__PASSAGE PROVIDED__:
-.-.-

Keywords: Alternaria mycotoxins, stable isotope dilution assay (SIDA), LC-MS/MS, cereal based infant food, tomato products

Introduction

Fungi of the genus Alternaria are ubiquitous microorganisms growing on a wide range of substrates including soil, wall papers, decaying organic material and, most important from both toxicological and economical aspects, agricultural crops used for human and animal nutrition (Ostry, 2008). Infection of plants with Alternaria is commonly believed to occur on the field and many Alternaria species are well-known plant pathogens responsible for a series of plant diseases, e.g., black rot of tomatoes, black and gray rot of citrus fruits and black point of cereals (Logrieco et al., 2009). However, some Alternaria species are also able to grow at low temperature and are responsible for the postharvest decay of fruits and vegetables even at refrigerated storage or transport (Ozcelik et al., 1990). Unrevealing the taxonomy of the genus Alternaria is still a matter of ongoing research. Species differentiation by molecular biology seems to be more promising than the traditional morphologic approach (Zwickel et al., 2018).

The number of fungal secondary metabolites with toxic impact, the so-called mycotoxins, isolated from Alternaria fungi has reached at least 70 compounds up to now (Arcella et al., 2016). They exhibit great structural divergence and are commonly divided into five groups (Figure 1):

FIGURE 1.

FIGURE 1

Structure of the Alternaria mycotoxins AOH, AME, TA, TEN, ATX I and II, ALTP, and STTX III.

-.-.-

__ENTRIES SUPPLIED__:
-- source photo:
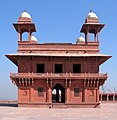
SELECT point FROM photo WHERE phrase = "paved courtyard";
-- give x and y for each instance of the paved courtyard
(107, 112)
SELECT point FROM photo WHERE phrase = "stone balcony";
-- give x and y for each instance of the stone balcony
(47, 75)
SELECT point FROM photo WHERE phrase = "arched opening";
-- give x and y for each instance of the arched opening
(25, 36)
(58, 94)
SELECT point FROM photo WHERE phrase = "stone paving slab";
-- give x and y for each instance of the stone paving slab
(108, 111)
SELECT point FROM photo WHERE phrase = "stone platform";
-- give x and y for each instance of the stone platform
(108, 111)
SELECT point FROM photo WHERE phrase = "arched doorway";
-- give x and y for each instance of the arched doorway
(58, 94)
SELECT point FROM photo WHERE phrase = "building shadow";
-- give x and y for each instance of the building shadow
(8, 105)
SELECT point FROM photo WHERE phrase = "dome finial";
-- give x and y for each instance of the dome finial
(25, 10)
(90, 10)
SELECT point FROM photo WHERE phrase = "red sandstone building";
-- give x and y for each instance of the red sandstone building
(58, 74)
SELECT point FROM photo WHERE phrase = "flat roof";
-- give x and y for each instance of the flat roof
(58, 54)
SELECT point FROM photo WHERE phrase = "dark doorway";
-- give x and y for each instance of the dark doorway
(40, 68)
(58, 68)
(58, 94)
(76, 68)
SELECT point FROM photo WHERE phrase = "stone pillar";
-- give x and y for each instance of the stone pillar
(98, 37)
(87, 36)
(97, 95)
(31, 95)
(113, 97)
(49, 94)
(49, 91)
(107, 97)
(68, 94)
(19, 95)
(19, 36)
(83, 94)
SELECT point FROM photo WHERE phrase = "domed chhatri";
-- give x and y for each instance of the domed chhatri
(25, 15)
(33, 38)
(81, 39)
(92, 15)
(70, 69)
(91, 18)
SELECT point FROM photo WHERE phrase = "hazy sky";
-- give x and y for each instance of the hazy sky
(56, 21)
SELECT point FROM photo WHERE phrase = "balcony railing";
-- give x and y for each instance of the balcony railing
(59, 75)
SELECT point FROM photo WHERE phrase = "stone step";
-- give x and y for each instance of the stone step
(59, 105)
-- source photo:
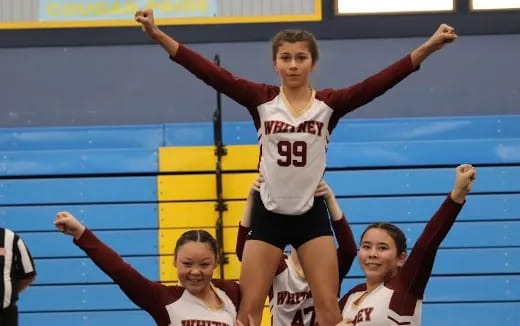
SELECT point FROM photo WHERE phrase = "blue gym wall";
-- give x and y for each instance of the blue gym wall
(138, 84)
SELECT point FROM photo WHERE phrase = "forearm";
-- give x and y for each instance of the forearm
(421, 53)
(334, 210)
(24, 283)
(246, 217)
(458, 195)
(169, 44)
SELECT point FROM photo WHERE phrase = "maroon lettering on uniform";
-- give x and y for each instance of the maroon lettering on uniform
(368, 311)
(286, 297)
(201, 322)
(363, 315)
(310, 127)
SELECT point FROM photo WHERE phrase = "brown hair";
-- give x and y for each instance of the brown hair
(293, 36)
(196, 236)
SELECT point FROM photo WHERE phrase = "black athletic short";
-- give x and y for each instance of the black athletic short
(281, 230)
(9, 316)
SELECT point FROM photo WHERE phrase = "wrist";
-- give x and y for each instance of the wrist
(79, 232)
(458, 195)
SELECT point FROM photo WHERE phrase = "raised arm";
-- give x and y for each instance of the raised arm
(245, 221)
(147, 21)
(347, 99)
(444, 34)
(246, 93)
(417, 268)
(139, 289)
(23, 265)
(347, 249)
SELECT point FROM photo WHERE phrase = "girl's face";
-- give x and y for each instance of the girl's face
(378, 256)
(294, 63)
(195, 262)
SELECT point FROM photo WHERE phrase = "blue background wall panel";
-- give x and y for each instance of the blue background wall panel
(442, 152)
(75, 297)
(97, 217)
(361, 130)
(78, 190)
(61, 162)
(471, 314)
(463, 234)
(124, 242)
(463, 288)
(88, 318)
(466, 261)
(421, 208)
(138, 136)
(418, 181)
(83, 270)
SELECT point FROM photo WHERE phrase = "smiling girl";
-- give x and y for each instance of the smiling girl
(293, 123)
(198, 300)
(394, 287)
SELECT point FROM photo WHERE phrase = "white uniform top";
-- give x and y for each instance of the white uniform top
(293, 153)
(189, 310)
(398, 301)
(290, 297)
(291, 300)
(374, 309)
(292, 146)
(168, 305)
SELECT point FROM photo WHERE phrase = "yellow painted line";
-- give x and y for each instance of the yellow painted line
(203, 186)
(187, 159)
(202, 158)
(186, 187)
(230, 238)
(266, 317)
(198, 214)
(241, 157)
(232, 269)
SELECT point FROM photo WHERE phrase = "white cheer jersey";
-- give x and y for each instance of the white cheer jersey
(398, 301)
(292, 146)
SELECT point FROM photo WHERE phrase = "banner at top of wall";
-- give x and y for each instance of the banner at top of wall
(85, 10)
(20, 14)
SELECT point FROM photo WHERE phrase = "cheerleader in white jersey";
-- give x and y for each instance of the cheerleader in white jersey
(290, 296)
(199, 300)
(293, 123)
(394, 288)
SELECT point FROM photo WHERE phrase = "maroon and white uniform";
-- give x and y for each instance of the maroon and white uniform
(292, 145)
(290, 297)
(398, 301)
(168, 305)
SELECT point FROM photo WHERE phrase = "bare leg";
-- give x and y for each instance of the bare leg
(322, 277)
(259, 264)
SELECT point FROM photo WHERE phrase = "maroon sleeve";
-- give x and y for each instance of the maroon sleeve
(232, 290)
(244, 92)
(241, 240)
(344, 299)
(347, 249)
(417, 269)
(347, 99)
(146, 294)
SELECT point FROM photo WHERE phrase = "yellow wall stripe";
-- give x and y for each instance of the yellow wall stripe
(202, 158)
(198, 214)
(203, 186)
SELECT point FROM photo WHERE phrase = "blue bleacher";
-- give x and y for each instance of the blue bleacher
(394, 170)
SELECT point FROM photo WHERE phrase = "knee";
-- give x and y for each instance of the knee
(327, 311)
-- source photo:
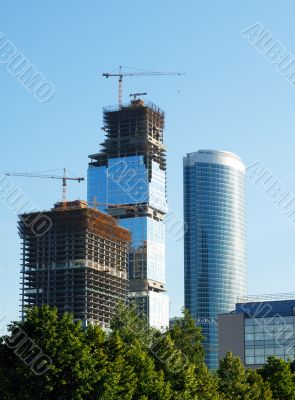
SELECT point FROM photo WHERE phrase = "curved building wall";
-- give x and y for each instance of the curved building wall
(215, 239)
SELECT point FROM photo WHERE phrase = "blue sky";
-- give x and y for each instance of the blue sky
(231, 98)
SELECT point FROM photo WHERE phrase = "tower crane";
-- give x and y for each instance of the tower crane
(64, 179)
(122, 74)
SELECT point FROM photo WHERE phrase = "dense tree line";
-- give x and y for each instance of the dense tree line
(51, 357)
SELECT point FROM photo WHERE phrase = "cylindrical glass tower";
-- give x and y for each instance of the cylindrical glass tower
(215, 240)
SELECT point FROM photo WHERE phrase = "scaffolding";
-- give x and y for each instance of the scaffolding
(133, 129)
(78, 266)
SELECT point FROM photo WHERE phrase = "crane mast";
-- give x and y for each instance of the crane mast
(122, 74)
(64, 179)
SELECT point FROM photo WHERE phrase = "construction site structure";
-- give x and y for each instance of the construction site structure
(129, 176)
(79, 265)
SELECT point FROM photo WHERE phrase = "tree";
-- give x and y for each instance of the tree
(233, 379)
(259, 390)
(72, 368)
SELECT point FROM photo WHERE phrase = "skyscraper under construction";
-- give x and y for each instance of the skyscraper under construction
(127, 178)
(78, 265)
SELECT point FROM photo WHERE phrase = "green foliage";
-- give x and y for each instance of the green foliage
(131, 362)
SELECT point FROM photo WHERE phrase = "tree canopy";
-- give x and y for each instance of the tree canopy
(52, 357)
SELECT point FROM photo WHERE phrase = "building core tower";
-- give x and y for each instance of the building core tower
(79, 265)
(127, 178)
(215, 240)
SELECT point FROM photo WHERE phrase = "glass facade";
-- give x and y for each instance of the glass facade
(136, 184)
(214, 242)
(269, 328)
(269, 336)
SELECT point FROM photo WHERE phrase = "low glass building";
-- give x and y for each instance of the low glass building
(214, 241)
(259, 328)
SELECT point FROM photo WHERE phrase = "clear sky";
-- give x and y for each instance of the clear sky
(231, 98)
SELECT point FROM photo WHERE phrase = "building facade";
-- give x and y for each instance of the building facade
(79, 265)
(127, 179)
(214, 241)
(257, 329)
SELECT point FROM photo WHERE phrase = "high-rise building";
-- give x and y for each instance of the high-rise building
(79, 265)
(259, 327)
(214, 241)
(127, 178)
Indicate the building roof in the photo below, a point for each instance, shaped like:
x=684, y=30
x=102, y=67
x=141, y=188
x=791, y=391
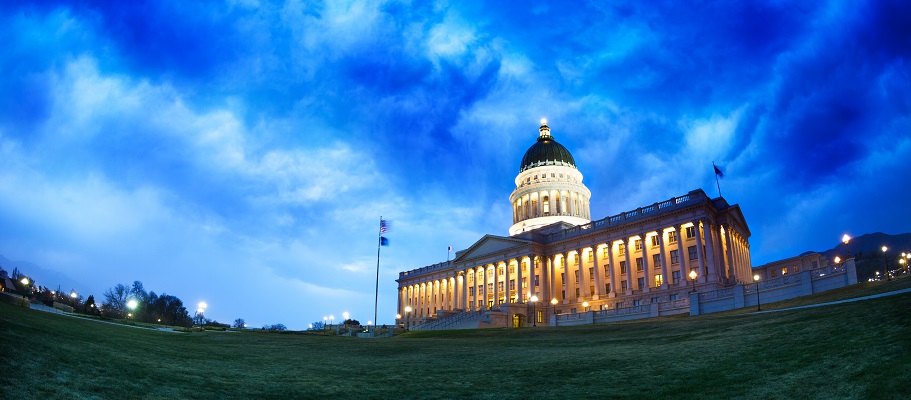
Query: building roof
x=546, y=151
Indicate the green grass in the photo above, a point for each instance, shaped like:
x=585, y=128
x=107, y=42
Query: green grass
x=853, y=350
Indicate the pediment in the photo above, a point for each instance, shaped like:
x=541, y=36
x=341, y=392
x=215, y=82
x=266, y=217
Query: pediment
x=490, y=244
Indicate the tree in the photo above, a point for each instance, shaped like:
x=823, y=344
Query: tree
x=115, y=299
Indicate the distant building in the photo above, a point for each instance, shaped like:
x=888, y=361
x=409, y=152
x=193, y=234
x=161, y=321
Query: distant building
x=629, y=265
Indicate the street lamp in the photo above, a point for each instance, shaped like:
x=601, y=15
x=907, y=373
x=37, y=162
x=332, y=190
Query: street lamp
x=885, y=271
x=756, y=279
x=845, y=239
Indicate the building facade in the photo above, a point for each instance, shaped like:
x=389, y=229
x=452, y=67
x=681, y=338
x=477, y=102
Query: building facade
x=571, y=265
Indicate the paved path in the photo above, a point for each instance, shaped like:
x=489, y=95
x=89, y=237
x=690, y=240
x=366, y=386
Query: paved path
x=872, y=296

-.-.-

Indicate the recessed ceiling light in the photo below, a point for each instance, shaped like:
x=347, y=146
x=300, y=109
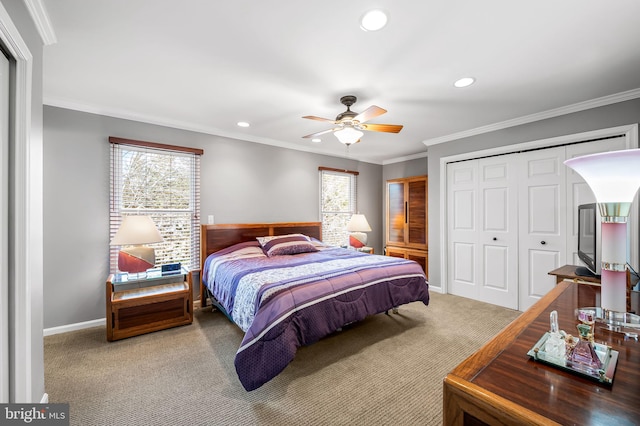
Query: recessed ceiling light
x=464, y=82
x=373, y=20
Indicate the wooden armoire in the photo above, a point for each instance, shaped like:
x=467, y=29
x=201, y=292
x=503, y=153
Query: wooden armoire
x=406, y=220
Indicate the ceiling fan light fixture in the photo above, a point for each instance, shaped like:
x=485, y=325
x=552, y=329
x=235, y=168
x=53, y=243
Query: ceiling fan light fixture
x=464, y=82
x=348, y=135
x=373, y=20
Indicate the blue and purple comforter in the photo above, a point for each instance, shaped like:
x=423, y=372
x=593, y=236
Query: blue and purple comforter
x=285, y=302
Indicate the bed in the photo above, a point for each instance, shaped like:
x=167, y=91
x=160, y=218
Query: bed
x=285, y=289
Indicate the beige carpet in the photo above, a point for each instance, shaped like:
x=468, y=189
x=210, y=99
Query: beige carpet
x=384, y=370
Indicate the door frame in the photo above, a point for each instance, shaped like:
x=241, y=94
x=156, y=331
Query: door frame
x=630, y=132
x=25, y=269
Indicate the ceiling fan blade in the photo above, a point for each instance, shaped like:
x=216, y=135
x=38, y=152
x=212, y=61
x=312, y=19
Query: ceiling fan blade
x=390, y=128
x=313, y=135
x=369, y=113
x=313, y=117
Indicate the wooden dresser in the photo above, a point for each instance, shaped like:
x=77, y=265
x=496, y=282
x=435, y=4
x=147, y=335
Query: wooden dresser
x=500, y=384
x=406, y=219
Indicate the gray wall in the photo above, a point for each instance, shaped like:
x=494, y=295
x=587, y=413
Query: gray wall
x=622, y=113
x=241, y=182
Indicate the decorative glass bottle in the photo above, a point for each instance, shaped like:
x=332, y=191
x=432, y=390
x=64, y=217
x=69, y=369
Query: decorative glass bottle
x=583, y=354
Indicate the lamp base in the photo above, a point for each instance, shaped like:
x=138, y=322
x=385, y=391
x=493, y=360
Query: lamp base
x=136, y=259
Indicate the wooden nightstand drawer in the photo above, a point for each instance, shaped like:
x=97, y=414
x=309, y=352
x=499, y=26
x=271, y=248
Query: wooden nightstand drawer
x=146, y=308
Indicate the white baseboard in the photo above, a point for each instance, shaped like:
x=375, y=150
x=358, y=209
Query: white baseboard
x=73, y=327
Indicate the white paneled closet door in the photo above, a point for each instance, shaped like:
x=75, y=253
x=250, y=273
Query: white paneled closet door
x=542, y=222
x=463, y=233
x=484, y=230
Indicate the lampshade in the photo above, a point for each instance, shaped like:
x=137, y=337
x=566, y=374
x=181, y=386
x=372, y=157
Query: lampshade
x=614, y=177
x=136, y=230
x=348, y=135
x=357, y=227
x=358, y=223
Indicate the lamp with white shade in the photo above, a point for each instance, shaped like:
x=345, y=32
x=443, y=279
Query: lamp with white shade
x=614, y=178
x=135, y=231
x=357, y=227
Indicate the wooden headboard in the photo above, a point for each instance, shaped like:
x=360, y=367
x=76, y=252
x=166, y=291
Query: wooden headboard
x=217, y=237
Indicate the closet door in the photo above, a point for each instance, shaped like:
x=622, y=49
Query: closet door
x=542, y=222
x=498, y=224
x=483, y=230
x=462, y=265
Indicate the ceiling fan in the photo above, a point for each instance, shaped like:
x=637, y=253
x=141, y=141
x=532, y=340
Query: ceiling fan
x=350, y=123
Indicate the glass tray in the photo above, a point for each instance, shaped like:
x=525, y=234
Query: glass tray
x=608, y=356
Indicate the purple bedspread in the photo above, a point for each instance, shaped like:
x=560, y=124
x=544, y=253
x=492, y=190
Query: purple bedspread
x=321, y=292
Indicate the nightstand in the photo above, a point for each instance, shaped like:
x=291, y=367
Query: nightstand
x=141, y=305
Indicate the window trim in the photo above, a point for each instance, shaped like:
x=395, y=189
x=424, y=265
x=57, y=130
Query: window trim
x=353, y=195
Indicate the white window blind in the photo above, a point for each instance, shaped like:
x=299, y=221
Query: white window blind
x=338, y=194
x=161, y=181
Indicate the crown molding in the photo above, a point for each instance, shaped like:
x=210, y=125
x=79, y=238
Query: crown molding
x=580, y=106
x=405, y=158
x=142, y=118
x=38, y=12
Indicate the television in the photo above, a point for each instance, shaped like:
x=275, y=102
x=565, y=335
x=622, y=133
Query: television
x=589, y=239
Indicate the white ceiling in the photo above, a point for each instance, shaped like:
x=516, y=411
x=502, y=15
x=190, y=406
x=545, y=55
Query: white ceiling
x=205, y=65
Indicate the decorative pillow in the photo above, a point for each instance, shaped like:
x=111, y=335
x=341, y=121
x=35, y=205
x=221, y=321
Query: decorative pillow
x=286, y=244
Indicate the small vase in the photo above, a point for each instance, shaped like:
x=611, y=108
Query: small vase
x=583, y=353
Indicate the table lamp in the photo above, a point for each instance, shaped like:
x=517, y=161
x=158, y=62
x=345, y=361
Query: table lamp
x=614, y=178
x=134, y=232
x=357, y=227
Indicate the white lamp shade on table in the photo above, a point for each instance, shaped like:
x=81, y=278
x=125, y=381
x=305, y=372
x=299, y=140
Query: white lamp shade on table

-.-.-

__HOW TO COMPLETE THIS TASK__: Quote the passage on Alternaria fungi word for word, starting with "The number of" and going on through "and STTX III.". The material has no connection to the passage on Alternaria fungi.

__REPLY TO THE EXERCISE__:
The number of fungal secondary metabolites with toxic impact, the so-called mycotoxins, isolated from Alternaria fungi has reached at least 70 compounds up to now (Arcella et al., 2016). They exhibit great structural divergence and are commonly divided into five groups (Figure 1):

FIGURE 1.

FIGURE 1

Structure of the Alternaria mycotoxins AOH, AME, TA, TEN, ATX I and II, ALTP, and STTX III.